> [TO BE DONE] Put every line of the material below into a Markdown table with a column named Row for the row number and a column named Line for the line itself, skipping blank lines. Leave the pictures out of the table.

--- Begin GIVEN RECORDS ---

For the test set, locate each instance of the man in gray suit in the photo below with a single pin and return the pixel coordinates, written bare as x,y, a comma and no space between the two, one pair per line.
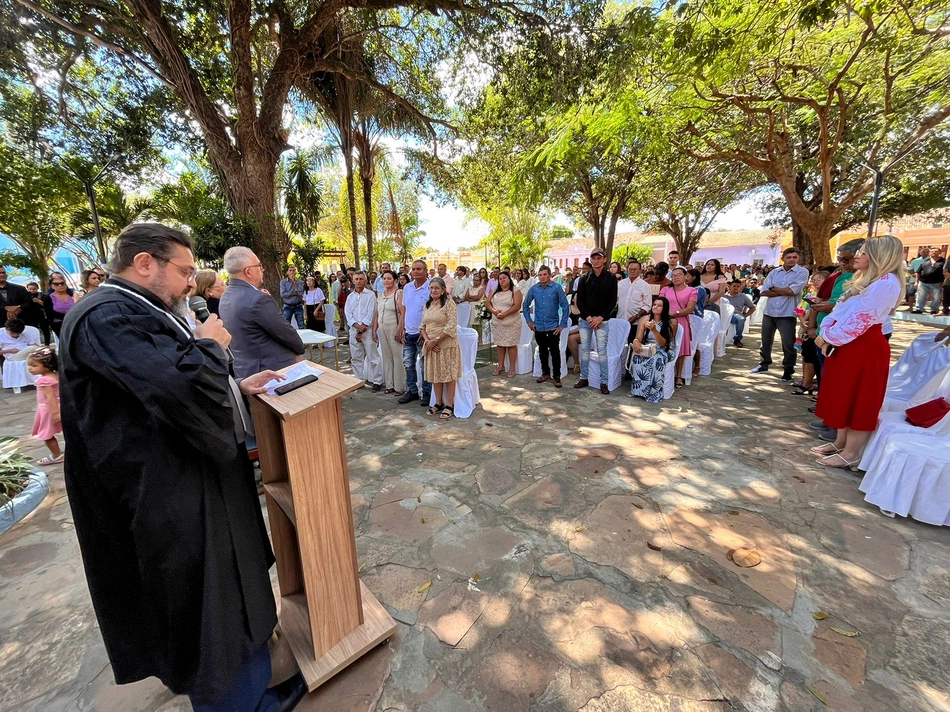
260,337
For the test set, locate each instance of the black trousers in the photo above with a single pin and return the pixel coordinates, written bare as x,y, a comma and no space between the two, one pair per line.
549,344
786,327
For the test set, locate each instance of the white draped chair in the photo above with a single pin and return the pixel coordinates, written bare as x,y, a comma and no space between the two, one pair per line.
467,395
526,348
617,332
464,314
707,346
16,375
697,327
563,346
669,374
756,317
726,310
329,328
919,370
910,474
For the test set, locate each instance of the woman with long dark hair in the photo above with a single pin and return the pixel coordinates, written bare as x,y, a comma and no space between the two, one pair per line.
440,346
652,350
715,282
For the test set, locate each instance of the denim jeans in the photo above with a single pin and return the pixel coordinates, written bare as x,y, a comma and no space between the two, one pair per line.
294,310
585,349
248,692
739,322
928,293
410,351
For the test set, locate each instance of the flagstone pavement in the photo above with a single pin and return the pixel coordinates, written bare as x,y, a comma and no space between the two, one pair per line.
562,551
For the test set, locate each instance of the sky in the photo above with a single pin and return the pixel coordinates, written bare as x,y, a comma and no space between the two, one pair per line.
446,228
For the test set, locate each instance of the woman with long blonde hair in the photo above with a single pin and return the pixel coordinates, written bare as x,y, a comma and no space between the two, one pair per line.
854,377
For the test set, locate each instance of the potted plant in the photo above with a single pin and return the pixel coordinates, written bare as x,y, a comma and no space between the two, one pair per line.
22,487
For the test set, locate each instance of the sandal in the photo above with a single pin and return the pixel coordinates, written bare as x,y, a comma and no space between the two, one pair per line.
843,465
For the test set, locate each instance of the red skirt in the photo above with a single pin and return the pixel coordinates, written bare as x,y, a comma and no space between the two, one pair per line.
854,381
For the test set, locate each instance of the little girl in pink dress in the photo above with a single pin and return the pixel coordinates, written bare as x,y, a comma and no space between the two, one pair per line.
47,422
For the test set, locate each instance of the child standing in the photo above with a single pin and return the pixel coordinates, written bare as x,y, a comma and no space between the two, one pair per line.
47,423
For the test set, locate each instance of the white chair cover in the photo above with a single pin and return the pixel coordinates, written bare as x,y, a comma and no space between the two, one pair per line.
669,374
464,314
526,348
711,322
563,347
617,332
697,326
329,312
918,373
910,476
726,311
756,318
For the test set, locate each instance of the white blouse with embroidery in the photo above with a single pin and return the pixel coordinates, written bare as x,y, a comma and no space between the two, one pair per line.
854,316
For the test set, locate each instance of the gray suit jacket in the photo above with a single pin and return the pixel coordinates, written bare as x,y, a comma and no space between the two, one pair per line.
260,336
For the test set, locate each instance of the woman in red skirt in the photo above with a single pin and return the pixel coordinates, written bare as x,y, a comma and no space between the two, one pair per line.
854,377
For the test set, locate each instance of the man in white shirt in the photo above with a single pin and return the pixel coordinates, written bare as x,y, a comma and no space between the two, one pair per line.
783,286
634,297
414,298
360,313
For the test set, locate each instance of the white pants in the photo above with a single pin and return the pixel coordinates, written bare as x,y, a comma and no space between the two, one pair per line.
364,357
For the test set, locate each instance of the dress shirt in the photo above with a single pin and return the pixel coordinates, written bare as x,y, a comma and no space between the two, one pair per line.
287,288
633,297
795,279
550,307
414,301
596,296
360,308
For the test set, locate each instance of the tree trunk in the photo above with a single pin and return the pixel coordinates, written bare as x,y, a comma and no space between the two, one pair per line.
367,184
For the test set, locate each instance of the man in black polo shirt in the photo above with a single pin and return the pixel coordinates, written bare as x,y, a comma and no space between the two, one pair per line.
596,299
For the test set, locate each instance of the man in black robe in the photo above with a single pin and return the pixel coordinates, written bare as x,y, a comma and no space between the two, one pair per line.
162,494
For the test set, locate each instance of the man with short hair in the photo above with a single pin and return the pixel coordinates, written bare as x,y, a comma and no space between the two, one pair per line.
929,282
634,297
160,485
291,294
743,306
364,351
12,298
783,286
261,338
414,298
551,317
596,299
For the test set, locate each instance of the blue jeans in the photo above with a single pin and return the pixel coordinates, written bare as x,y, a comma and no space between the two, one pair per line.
739,321
248,692
586,335
294,310
410,351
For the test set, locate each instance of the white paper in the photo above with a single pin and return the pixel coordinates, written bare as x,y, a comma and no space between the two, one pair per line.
293,374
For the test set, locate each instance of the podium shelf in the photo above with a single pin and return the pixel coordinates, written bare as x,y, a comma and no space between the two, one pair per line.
283,495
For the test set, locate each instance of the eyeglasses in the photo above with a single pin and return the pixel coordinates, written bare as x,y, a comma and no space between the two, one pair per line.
189,272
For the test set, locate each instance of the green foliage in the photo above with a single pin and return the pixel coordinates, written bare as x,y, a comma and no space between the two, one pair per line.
15,469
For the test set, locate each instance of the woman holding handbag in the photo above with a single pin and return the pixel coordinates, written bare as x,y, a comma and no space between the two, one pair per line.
854,375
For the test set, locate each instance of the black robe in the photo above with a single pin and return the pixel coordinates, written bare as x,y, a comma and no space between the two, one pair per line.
163,497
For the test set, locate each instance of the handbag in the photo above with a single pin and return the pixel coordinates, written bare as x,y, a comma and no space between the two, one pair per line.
927,414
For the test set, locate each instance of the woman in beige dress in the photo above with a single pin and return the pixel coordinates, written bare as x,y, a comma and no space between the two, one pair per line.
388,304
440,347
505,306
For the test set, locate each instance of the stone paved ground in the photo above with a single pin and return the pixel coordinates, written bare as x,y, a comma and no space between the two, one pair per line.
564,551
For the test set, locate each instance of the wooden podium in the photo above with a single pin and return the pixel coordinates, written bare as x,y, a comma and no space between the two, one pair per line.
329,617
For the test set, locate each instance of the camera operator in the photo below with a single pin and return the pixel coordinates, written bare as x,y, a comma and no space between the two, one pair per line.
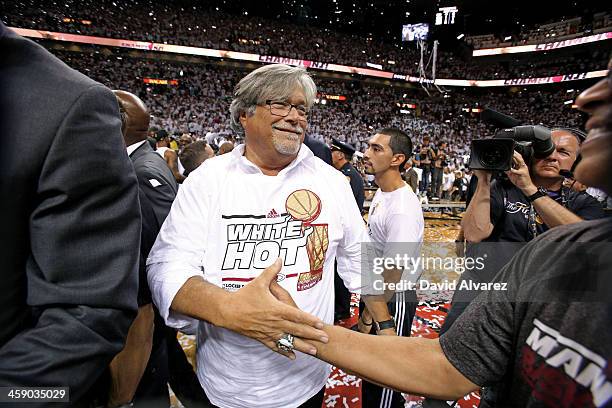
533,201
514,211
440,161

--- End GIVEN RECORDS ---

> [ANSWER IN FULL]
| Row | Line |
|---|---|
| 1 | For the test set, locate each instance of the man in gray suit in the photo below with a single pin and return the pixel coordinates, written bare as x,y, a comma and no space between the two, one pair per line. |
| 2 | 260,337 |
| 3 | For the test set, locate each instance of the black trousers in the photo above with a single pin and return the pixel coordinates, written bare as x,y, a comma and no space between the two, one pair per line. |
| 4 | 549,344 |
| 5 | 786,327 |
| 6 | For the test set, locate each instance of the white draped chair in the photo above with a single pin and return the pixel coordinates, written bare as x,y, a comma and no space between the two, one pair per line. |
| 7 | 467,395 |
| 8 | 526,348 |
| 9 | 617,332 |
| 10 | 464,314 |
| 11 | 707,346 |
| 12 | 16,375 |
| 13 | 697,327 |
| 14 | 563,346 |
| 15 | 669,374 |
| 16 | 756,317 |
| 17 | 726,310 |
| 18 | 329,328 |
| 19 | 919,370 |
| 20 | 910,474 |
| 21 | For the test set, locate each instance of the woman with long dark hair in the photo above with a single pin and return the pixel coordinates, written bare as x,y, a comma and no space between the two, one pair per line. |
| 22 | 440,346 |
| 23 | 652,350 |
| 24 | 715,282 |
| 25 | For the test set, locate each instance of the denim jeans in the photo above with a single pin and return the pixel coordinates, written bare as x,y, a comma and no space between the two, one pair per line. |
| 26 | 294,310 |
| 27 | 585,349 |
| 28 | 248,692 |
| 29 | 739,322 |
| 30 | 928,293 |
| 31 | 410,351 |
| 32 | For the test set, locate each instance of the flagstone pavement in the photo above with a single pin and return the pixel coordinates, written bare as x,y, a comma and no space between the two, one pair per line. |
| 33 | 562,551 |
| 34 | For the test set, locate each instance of the sky in the photo above with a single pin and return the pixel coordinates, written bare as x,y, a comma and no space between the two, one pair per line. |
| 35 | 446,228 |
| 36 | For the test set, locate each instance of the woman with long blonde hair in the photo above with a single pin and return the pixel coordinates, written bare as x,y, a comma and no space between the two, one pair per line. |
| 37 | 854,377 |
| 38 | For the test set, locate each instance of the potted plant in the photo above with a single pin and return the pixel coordinates, written bare as x,y, a comma and no space between the two, one pair per line. |
| 39 | 22,487 |
| 40 | For the test set, locate each instance of the sandal in the photo above with a single pin and return the pixel coordinates, written bare as x,y, a comma and no space between the two, one pair per line. |
| 41 | 843,465 |
| 42 | For the test set, locate each instance of the red skirt in the photo above with a single pin and return the pixel coordinates, written bare as x,y, a comma and no space between the two, one pair per line. |
| 43 | 854,381 |
| 44 | For the test set, locate each instance of the little girl in pink dress in the photo above with a single pin and return the pixel coordinates, written bare as x,y, a comma and no space between the two, one pair per line. |
| 45 | 47,422 |
| 46 | For the test set, locate each instance of the child standing in the photo above with a single pin and return the pixel coordinates, written bare as x,y, a comma and no space between the two, one pair per line. |
| 47 | 47,423 |
| 48 | For the test set, locate each instance of the white chair cover in the photo above with a single pin and return the pixel coordinates, written bare as x,y, a comma and no space between the two, one pair per line. |
| 49 | 669,374 |
| 50 | 464,314 |
| 51 | 526,348 |
| 52 | 711,322 |
| 53 | 563,347 |
| 54 | 617,332 |
| 55 | 697,326 |
| 56 | 329,312 |
| 57 | 918,373 |
| 58 | 910,476 |
| 59 | 726,311 |
| 60 | 756,318 |
| 61 | For the test set, locate each instance of the white blouse with embroidery in the photo above with a single pin and return the pixel coordinates, written bare as x,y, a comma and no space between the two, one pair per line. |
| 62 | 854,316 |
| 63 | For the test set, locate each instance of the gray suit jacket in the photo above with a single pin and return the pixel coordinates, written bare as x,y, a comma and no space between the two, one pair per line. |
| 64 | 260,336 |
| 65 | For the test set, locate each instance of the woman in red skirt in the photo above with a single pin and return the pixel coordinates, written bare as x,y, a comma and no space between the two, one pair per line. |
| 66 | 854,377 |
| 67 | For the test set, locate each instance of the man in white shirt in the photo above with a single pin and return the pixel coordinates, written bare as x,y, a comma and no space between the two, one pair per line. |
| 68 | 783,286 |
| 69 | 634,297 |
| 70 | 414,298 |
| 71 | 360,313 |
| 72 | For the test set, locate each instance of the white pants in the photo above with a single pin and return the pixel coordinates, written bare as x,y, a comma and no space between the two, one pair per line. |
| 73 | 364,357 |
| 74 | For the test set, locate each instance of the dress shirt in the photo above with a single pin and return the pixel coordinates, written bare as x,y, a comma and no space between the two, one pair per line. |
| 75 | 287,288 |
| 76 | 633,297 |
| 77 | 795,279 |
| 78 | 550,307 |
| 79 | 414,301 |
| 80 | 596,296 |
| 81 | 360,308 |
| 82 | For the test set, locate each instance of the tree trunk in the photo above with a single pin and return the pixel coordinates, written bare as x,y, a comma and no space between the two, one pair per line. |
| 83 | 367,184 |
| 84 | For the test set, locate each instance of the man in black polo shirt in the photo above with a single pin and return the pixel coordinates, written bare as x,y, a comma and no space between the two, one pair per line. |
| 85 | 596,299 |
| 86 | For the test set, locate each instance of the man in black robe in the photo above with a single pin and return the pixel coordinates, written bare as x,y, a comma and no space between the two, one pair per line. |
| 87 | 162,494 |
| 88 | For the test set, locate each instance of the man with short hair in the photo above with a single pin and return the pixel coordinates, written bare as x,y, a comma and no space between the two, one pair per line. |
| 89 | 929,282 |
| 90 | 634,297 |
| 91 | 160,485 |
| 92 | 291,294 |
| 93 | 743,306 |
| 94 | 364,351 |
| 95 | 12,298 |
| 96 | 783,286 |
| 97 | 261,338 |
| 98 | 414,298 |
| 99 | 551,317 |
| 100 | 596,299 |
| 101 | For the test set, locate each instance of the blue jeans in the photo above with a single pin and return the pixel coordinates, written bare as x,y, a comma and no space between the two, one pair per line. |
| 102 | 739,321 |
| 103 | 248,692 |
| 104 | 586,335 |
| 105 | 294,310 |
| 106 | 410,351 |
| 107 | For the test set, locate each instance of the white paper in the photo above with a single pin and return the pixel coordinates, written bare as x,y, a comma and no space between the two, one pair per line. |
| 108 | 293,374 |
| 109 | For the test set, locate each instance of the podium shelf in the photo above with a single pin and return the pixel coordinates, written bare as x,y, a comma and no space between the two, one pair per line. |
| 110 | 283,495 |
| 111 | For the test set, locate each instance of the eyeglasses in the photo above with a single pin and return the pixel coordinates, written bare as x,y, a comma and no space between the two, one pair per line. |
| 112 | 189,272 |
| 113 | For the test set, locate each instance of the green foliage in the photo above with a single pin and return the pixel coordinates, written bare as x,y, a comma and no space between the two, one pair per line. |
| 114 | 15,469 |
| 115 | For the test set, locate each instance of the woman holding handbag in the photo above with a single pin and return the pixel coordinates, written bare as x,y, a comma and no space between the two, one pair per line. |
| 116 | 854,375 |
| 117 | For the test set, locate each instance of the black robe in the photo above with a single pin and return the pixel coordinates, written bare as x,y, a comma and no space between the two, one pair per line. |
| 118 | 163,497 |
| 119 | For the test set, locate each instance of the handbag in the photo above with a single pin and return the pixel coordinates, written bare as x,y, a comma and no space between the two, one pair per line. |
| 120 | 927,414 |
| 121 | For the test set, locate each instance of the woman in beige dress in the photo above with a single pin and return the pixel coordinates, written bare as x,y, a comma and no space between the two, one pair per line. |
| 122 | 388,304 |
| 123 | 440,347 |
| 124 | 505,306 |
| 125 | For the test set, locate each instance of the stone paved ground in the photo above with a single pin and return the pixel coordinates, written bare as x,y, a comma and no space between the two, one pair per line. |
| 126 | 564,551 |
| 127 | For the test set, locate each instance of the wooden podium in the photo above with a single pin and return the pixel coordinates, written bare as x,y, a comma and no space between the two, one pair per line. |
| 128 | 329,617 |
| 129 | For the test set, locate each instance of the camera operator in the photo below with a single pin and return the pixel coordinates, written bare as x,y, a comma and no space between the two, one pair per line. |
| 130 | 533,201 |
| 131 | 514,211 |
| 132 | 440,161 |